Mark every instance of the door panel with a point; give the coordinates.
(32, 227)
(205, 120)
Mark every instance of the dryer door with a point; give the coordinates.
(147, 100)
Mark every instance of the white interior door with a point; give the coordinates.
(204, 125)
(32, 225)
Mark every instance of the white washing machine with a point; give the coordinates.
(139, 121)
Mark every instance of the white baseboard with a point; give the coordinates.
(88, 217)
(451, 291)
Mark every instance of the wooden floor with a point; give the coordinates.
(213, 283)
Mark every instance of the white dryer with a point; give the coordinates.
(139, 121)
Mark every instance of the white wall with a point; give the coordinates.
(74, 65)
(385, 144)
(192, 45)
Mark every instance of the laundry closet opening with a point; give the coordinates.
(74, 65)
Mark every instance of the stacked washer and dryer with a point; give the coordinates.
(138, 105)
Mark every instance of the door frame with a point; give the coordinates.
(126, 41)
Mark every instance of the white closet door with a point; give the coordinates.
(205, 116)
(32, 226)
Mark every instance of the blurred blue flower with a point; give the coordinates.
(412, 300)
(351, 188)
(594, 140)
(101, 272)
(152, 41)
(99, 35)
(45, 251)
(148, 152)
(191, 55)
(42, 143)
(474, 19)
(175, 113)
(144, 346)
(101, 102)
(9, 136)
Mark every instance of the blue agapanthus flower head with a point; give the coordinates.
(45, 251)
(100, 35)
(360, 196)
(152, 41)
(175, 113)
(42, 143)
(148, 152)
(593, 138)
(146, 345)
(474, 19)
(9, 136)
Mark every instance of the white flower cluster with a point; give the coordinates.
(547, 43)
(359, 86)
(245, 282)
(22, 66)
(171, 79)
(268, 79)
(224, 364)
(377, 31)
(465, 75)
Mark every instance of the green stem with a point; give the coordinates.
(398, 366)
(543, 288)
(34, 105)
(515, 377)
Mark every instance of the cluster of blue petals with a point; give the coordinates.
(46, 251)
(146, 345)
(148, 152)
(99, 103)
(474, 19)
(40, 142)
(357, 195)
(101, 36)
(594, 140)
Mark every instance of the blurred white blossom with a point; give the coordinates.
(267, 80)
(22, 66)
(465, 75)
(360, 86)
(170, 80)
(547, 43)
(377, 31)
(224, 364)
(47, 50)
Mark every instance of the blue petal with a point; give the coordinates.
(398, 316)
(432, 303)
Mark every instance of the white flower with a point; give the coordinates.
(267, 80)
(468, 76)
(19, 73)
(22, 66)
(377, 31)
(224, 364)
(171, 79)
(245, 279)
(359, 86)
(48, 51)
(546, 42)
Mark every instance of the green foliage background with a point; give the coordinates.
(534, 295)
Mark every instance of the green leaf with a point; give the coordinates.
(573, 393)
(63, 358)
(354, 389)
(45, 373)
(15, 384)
= = = = =
* **Prompt**: Can you reproduce every row above verbatim, from the first through the last?

* **Output of the exercise**:
Mark every instance of the door panel with a point; give the coordinates.
(32, 227)
(205, 120)
Mark every instance of the dryer door with a point; give the coordinates.
(147, 100)
Mark every instance of the white interior door with a point; give the coordinates.
(204, 125)
(32, 225)
Mark every instance of the white washing machine with a point; give the coordinates.
(139, 121)
Mark every instance of the white baseboard with a point; give the coordinates.
(88, 217)
(451, 291)
Mark every instance of the wooden floor with a point; give the coordinates.
(213, 283)
Mark every instance of the white dryer with a point; give the coordinates.
(139, 121)
Mark every instance of the white wall with a point; give the coordinates.
(74, 65)
(385, 144)
(192, 45)
Mark every instance of the laundry closet opening with a point; give the coordinates.
(74, 65)
Mark every instance of the stacked washer and dryer with a point; give the coordinates.
(138, 105)
Mark every instance of the door frame with a point; give the coordinates.
(126, 41)
Mark every instance of the white closet door with a point; give the coordinates.
(205, 116)
(32, 226)
Mark every instance of the blurred blue flower with a point; give the coordinates.
(412, 300)
(351, 188)
(594, 140)
(101, 272)
(152, 41)
(99, 35)
(45, 251)
(148, 152)
(191, 55)
(42, 143)
(474, 19)
(175, 113)
(144, 346)
(101, 102)
(9, 136)
Mark every instance of the blue agapanthus flower head with a point; give the coordinates.
(45, 251)
(100, 35)
(360, 196)
(152, 41)
(175, 113)
(42, 143)
(148, 152)
(593, 138)
(146, 345)
(474, 19)
(9, 136)
Mark every instance of the white flower cluster with a point; give the coordinates.
(547, 43)
(359, 86)
(245, 282)
(22, 66)
(171, 79)
(268, 79)
(224, 364)
(377, 31)
(465, 75)
Mark every instance of the green stem with a point; give the coordinates.
(398, 366)
(543, 288)
(34, 105)
(515, 377)
Mark every instance of the cluster of blue petals with a point; give the coordinates.
(46, 251)
(146, 345)
(148, 152)
(99, 103)
(474, 19)
(40, 142)
(357, 195)
(101, 36)
(594, 140)
Mark every instance of the blurred white blossom with a point; give the coordinates.
(267, 80)
(22, 66)
(465, 75)
(360, 86)
(170, 80)
(547, 43)
(377, 31)
(224, 364)
(47, 50)
Mark every instance of the blue petal with a point; give the coordinates.
(398, 316)
(432, 303)
Mark every instance of the white flower with a point; give the coordinates.
(267, 80)
(468, 76)
(19, 73)
(22, 66)
(377, 31)
(224, 364)
(171, 79)
(245, 279)
(359, 86)
(48, 51)
(546, 42)
Mark every instance of the green foliage background with a point; give the coordinates.
(534, 295)
Mark every instance of the green leaf with a point; give the coordinates.
(573, 393)
(63, 358)
(354, 389)
(45, 373)
(15, 384)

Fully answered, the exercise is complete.